**What to work on:** Without including any picture, transcribe the entries below word for word.

Dataset entries
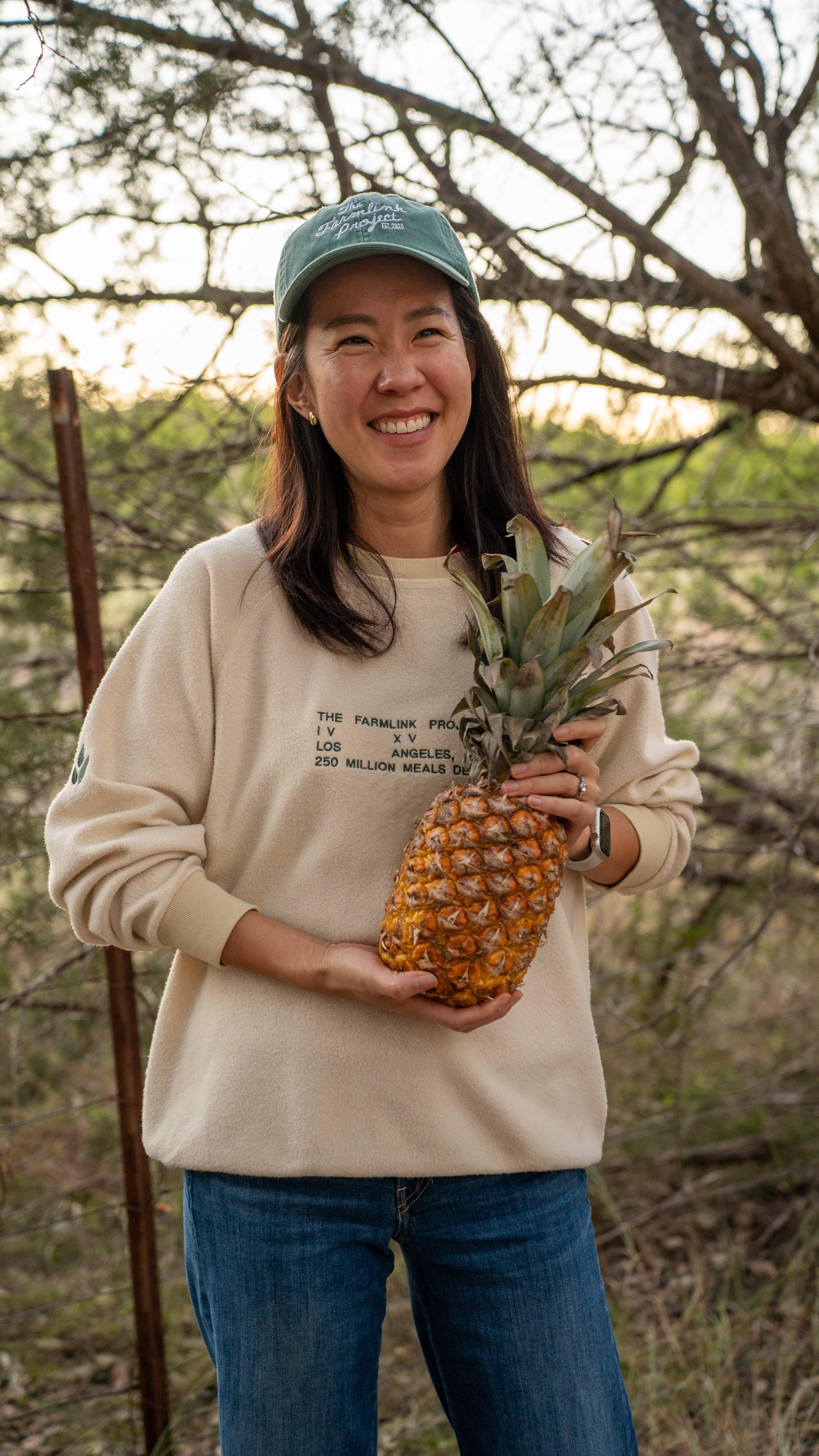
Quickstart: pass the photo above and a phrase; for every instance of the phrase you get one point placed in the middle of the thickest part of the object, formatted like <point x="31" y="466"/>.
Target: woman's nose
<point x="399" y="375"/>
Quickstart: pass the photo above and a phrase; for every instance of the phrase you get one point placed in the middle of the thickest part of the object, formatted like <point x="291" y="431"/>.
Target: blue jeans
<point x="287" y="1279"/>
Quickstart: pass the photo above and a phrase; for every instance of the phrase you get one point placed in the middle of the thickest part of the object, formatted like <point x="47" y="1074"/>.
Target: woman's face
<point x="388" y="373"/>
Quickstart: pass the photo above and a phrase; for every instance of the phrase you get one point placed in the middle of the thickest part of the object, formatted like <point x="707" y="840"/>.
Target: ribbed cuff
<point x="655" y="834"/>
<point x="200" y="918"/>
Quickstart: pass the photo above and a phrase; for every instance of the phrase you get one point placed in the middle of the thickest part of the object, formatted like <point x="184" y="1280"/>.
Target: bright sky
<point x="162" y="344"/>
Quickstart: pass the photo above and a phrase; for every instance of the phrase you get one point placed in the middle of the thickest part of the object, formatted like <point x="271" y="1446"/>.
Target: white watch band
<point x="596" y="855"/>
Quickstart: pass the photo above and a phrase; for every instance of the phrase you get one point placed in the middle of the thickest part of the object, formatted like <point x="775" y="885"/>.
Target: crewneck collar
<point x="404" y="569"/>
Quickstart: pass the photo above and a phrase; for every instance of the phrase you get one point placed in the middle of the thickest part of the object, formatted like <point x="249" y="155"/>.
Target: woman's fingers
<point x="357" y="973"/>
<point x="587" y="732"/>
<point x="463" y="1018"/>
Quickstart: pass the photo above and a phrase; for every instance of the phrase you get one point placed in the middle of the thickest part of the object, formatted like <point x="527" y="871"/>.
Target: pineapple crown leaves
<point x="546" y="666"/>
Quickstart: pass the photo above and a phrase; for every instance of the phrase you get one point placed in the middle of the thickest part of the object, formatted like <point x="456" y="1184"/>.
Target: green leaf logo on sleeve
<point x="81" y="767"/>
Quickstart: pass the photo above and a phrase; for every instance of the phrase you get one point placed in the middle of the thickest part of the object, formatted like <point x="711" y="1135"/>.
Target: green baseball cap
<point x="359" y="228"/>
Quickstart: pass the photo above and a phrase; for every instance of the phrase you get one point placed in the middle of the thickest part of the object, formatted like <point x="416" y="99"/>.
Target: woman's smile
<point x="401" y="429"/>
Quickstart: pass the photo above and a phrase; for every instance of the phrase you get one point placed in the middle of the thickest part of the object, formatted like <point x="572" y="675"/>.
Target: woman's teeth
<point x="402" y="427"/>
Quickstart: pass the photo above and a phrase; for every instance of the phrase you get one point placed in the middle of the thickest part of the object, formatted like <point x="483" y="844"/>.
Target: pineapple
<point x="482" y="874"/>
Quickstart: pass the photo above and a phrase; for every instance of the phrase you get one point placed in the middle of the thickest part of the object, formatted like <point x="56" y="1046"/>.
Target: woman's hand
<point x="550" y="787"/>
<point x="359" y="973"/>
<point x="354" y="972"/>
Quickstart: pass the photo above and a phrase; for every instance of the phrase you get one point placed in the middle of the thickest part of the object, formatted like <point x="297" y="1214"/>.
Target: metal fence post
<point x="123" y="1002"/>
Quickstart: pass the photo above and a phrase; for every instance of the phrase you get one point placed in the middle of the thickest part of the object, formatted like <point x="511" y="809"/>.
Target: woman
<point x="257" y="758"/>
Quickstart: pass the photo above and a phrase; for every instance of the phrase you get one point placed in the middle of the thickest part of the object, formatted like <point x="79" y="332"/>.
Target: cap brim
<point x="344" y="256"/>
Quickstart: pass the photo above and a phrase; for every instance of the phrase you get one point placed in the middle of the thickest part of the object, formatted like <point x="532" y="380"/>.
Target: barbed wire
<point x="82" y="1299"/>
<point x="59" y="1112"/>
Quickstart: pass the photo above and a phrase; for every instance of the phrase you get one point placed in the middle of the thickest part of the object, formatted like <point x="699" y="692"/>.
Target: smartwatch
<point x="600" y="844"/>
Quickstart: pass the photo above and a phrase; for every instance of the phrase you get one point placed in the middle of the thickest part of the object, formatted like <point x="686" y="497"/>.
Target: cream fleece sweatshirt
<point x="228" y="762"/>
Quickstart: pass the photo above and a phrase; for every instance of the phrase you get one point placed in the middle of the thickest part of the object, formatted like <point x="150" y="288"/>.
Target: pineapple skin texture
<point x="473" y="896"/>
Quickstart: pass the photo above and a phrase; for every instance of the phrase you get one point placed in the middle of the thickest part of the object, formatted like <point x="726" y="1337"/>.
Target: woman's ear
<point x="297" y="394"/>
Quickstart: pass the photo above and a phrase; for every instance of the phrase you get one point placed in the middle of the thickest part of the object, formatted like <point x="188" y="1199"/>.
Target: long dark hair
<point x="306" y="509"/>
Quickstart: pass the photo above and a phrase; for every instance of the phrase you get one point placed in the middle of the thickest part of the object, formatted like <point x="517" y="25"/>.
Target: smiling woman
<point x="252" y="768"/>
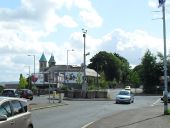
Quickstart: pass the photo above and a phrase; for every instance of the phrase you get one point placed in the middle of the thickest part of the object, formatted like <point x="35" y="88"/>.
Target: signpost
<point x="162" y="4"/>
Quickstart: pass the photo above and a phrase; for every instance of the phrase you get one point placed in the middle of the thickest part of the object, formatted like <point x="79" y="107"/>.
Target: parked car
<point x="26" y="93"/>
<point x="14" y="113"/>
<point x="162" y="98"/>
<point x="125" y="96"/>
<point x="10" y="93"/>
<point x="127" y="88"/>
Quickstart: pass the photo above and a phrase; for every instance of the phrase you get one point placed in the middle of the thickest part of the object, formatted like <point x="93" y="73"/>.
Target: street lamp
<point x="67" y="62"/>
<point x="29" y="76"/>
<point x="34" y="66"/>
<point x="84" y="86"/>
<point x="67" y="57"/>
<point x="162" y="4"/>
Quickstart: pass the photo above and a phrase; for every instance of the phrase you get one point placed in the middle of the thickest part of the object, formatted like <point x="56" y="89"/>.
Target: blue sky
<point x="55" y="26"/>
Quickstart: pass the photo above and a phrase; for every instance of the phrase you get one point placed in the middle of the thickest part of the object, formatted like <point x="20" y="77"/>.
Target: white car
<point x="14" y="113"/>
<point x="125" y="96"/>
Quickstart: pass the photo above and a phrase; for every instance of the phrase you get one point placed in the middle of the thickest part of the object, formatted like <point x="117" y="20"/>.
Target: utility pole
<point x="162" y="4"/>
<point x="84" y="86"/>
<point x="34" y="68"/>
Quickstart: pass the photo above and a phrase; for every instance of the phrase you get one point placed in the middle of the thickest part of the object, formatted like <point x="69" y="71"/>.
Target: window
<point x="5" y="109"/>
<point x="17" y="108"/>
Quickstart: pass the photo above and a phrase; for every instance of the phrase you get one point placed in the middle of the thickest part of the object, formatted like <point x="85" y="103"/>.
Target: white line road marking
<point x="87" y="124"/>
<point x="158" y="100"/>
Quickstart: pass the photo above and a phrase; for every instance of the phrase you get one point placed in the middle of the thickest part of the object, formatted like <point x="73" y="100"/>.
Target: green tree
<point x="125" y="68"/>
<point x="22" y="82"/>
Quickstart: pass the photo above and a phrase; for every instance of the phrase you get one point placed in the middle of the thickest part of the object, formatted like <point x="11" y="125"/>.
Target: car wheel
<point x="30" y="126"/>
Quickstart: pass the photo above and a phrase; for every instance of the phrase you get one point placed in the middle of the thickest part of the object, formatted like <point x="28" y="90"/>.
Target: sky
<point x="53" y="27"/>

**Output of the task:**
Quickstart: pass the photo above and a phrase; for every instance of the phrase you get one point placed in the middle of the thickest part of the object, formatted like <point x="31" y="466"/>.
Target: woman's nose
<point x="399" y="375"/>
Quickstart: pass the photo above and a phrase; for every instance of the phrase you get one point placed in the middle of the thickest part of the object, formatted like <point x="291" y="431"/>.
Target: blue jeans
<point x="287" y="1279"/>
Quickstart: pass the photo above and a phrase; for every instance of the phrase you get one point placed in the middle of the thickest part of the object, formatted like <point x="47" y="1074"/>.
Target: woman's face
<point x="388" y="373"/>
Quickstart: pass the photo above and a phrase; for every instance of the phrase you get one point placed in the middle of the thickest part of the object, formatted like <point x="707" y="840"/>.
Target: ribbed cuff
<point x="655" y="834"/>
<point x="200" y="918"/>
Quickstart: pass the photo above and a phrase; for every instance of the phrase you get one point placed in the middle of the thickest part of the object, formatted like <point x="184" y="1280"/>.
Target: bright sky
<point x="162" y="344"/>
Quickstart: pass the photo above and a phrase; for every instance of the phrase you get one point placed in the middle of the thickest part of the object, formatted like <point x="271" y="1446"/>.
Target: white watch band
<point x="596" y="855"/>
Quickstart: pass the photo above and a phrase; for every instance of the phrase you get one point placed in the middle of the thickest part of the object, formatted like <point x="775" y="885"/>.
Target: crewneck collar
<point x="404" y="569"/>
Quickstart: pass the photo above and a phrase; for every instance of the phrase you get one point placed in the middle of the thickest part of the object, formatted like <point x="249" y="155"/>.
Target: woman's fingers
<point x="357" y="973"/>
<point x="587" y="732"/>
<point x="463" y="1018"/>
Quickstart: pass the photo above and a phrase; for every instance of the phrase you get one point placed in the middle of the thickest part of the object, formatted like <point x="527" y="871"/>.
Target: pineapple crown leaves
<point x="546" y="666"/>
Quickstart: pass the photo above and a phrase; for every instance of the phrase you get one point placed in the middle of the thickest part of the object, formatted like <point x="456" y="1184"/>.
Target: green leaf logo on sleeve
<point x="81" y="767"/>
Quickstart: pass the photo above and a phrase; for every instance of the phrase you get one point placed in the middle of the thickest part of the object, formatted like <point x="711" y="1135"/>.
Target: green baseball cap
<point x="359" y="228"/>
Quickstart: pass the photo above and a phrase; for every instance of the phrase you get one point placed in the middle of the thickest part of the object, formatted like <point x="416" y="99"/>.
Target: woman's smile
<point x="401" y="429"/>
Quickstart: pass the photo above and a phrase; for every instance of the phrase you get one point placed in the middle of the thickest part of the object, formatted like <point x="572" y="675"/>.
Target: woman's teeth
<point x="402" y="427"/>
Quickstart: pass the photo above and a phrase; for every instance of the phrase you get one point placed in the middle of the thickest part of the object, formatted like <point x="483" y="844"/>.
Target: pineapple
<point x="482" y="874"/>
Quickstart: pass the photo above and a phrase; for every instance of the phrase you get one point placed in the middle of the thickest part of the object, formatted like <point x="56" y="1046"/>.
Target: woman's hand
<point x="550" y="787"/>
<point x="359" y="973"/>
<point x="354" y="972"/>
Quickstart: pass the photo above and a phrase; for every instance of the phrase you get one point placed in the middle of the thickest part of the object, formatted like <point x="297" y="1214"/>.
Target: metal fence post
<point x="123" y="1002"/>
Quickstart: pass the photo above and a phrase; for every instance of the phrase you get one point placed in the middle of the thickest part of the object, formatted like <point x="511" y="809"/>.
Target: woman
<point x="257" y="758"/>
Quickstart: pass the photo above and a phrase; for every instance of the phrase you get one point placed in the middle of the thickest part of the object, formatted like <point x="79" y="332"/>.
Target: cap brim
<point x="344" y="256"/>
Quickstart: pass the photo above and a phrase; for every instance of the phrase you get one point placed in the middle of the thickest part of the object, formatted like <point x="532" y="380"/>.
Target: barbed wire
<point x="82" y="1299"/>
<point x="59" y="1112"/>
Quickstart: pass the photo above and a phrase; for every instance of the phrase you get one point placed in the middle of the thickest part of the object, formatted like <point x="699" y="692"/>.
Target: smartwatch
<point x="600" y="844"/>
Quickstart: pass the photo above and a phrase; for every instance of the phrase you get one point placed in the middle of the thickest part of the object, formatted like <point x="686" y="497"/>.
Target: cream fleece sweatshirt
<point x="228" y="762"/>
Quickstart: pass the photo above and a phrase; for every instance of the phrase you get one point placed in the middle of the thickest part of the object, formatted like <point x="150" y="288"/>.
Target: pineapple skin texture
<point x="473" y="896"/>
Quickstart: pass the photo above and a phrase; for every instance of the phrase you get one point placed in the middle of the thickest part of the object, formatted like <point x="726" y="1337"/>.
Target: woman's ear
<point x="297" y="394"/>
Quickstart: pass the photo above and a phrase; for every instance of the phrase you get one point placed in the middle of the thickest part of the object, formatted like <point x="188" y="1199"/>.
Target: long dark hair
<point x="306" y="509"/>
Quickstart: pass the photo above and a phrase; for every instance of the phrase you get one point placed in the middle of the thickest part of the object, formatted like <point x="517" y="25"/>.
Target: smiling woman
<point x="252" y="768"/>
Quickstart: pass the photo above and a phrase; for every instance of the phrase you get one point placed in the middle of the thickest part of the object, formatted like <point x="35" y="88"/>.
Target: signpost
<point x="162" y="4"/>
Quickstart: pass the photo above and a phrase; for every instance of the phrase you get one point placed in the middle of the thickest part of the object, formatted like <point x="79" y="107"/>.
Target: parked car
<point x="26" y="93"/>
<point x="14" y="113"/>
<point x="162" y="98"/>
<point x="125" y="96"/>
<point x="10" y="93"/>
<point x="127" y="88"/>
Quickstart: pass the photo above and a phrase; for every instance of the phrase you get one point placed in the middle of the thickest part of the object, formatted like <point x="93" y="73"/>.
Target: street lamp
<point x="67" y="62"/>
<point x="29" y="76"/>
<point x="34" y="66"/>
<point x="84" y="86"/>
<point x="67" y="57"/>
<point x="162" y="4"/>
Quickstart: pass the photo above and a phrase; for every instance of the phrase you get one point placed in the middle of the thickest part of the object, formatted like <point x="56" y="89"/>.
Target: blue sky
<point x="55" y="26"/>
Quickstart: pass the photo above and a phrase; for every instance of the phrase you get one point placed in the middle of the thickest part of the object, formatted like <point x="20" y="77"/>.
Target: white car
<point x="14" y="113"/>
<point x="125" y="96"/>
Quickstart: pass the photo above and a phrase; for every instance of the phrase you get one point placed in the middle of the thickest part of the object, formatted like <point x="117" y="20"/>.
Target: utility pole
<point x="162" y="4"/>
<point x="84" y="86"/>
<point x="34" y="68"/>
Quickstart: pass the photo above and a phrase; for every instance of the phrase you get one point placed in the middle of the thickest part of the object, formatted like <point x="69" y="71"/>.
Target: window
<point x="5" y="109"/>
<point x="17" y="108"/>
Quickstart: pass the photo above and a phrase; for every instance of the phrase you get one point placed in the middle of the thickest part of the object, formatted like <point x="85" y="103"/>.
Target: white line road marking
<point x="87" y="124"/>
<point x="158" y="100"/>
Quickstart: pass the photo above and a phrase; for every instance of the phrase you get one point placed in the middle of the thickest part of the object, formatted like <point x="73" y="100"/>.
Target: green tree
<point x="125" y="68"/>
<point x="22" y="82"/>
Quickstart: pass the photo above and a phrase; for every instance of the phrase you get one point placed in the middle of the thickest part of the object, formatted like <point x="11" y="125"/>.
Target: car wheel
<point x="30" y="126"/>
Quickstart: pass the photo above and a phrase; for every instance of the phrase you get one point placed in the middle of the thickest part of the object, formatted like <point x="28" y="90"/>.
Target: sky
<point x="53" y="27"/>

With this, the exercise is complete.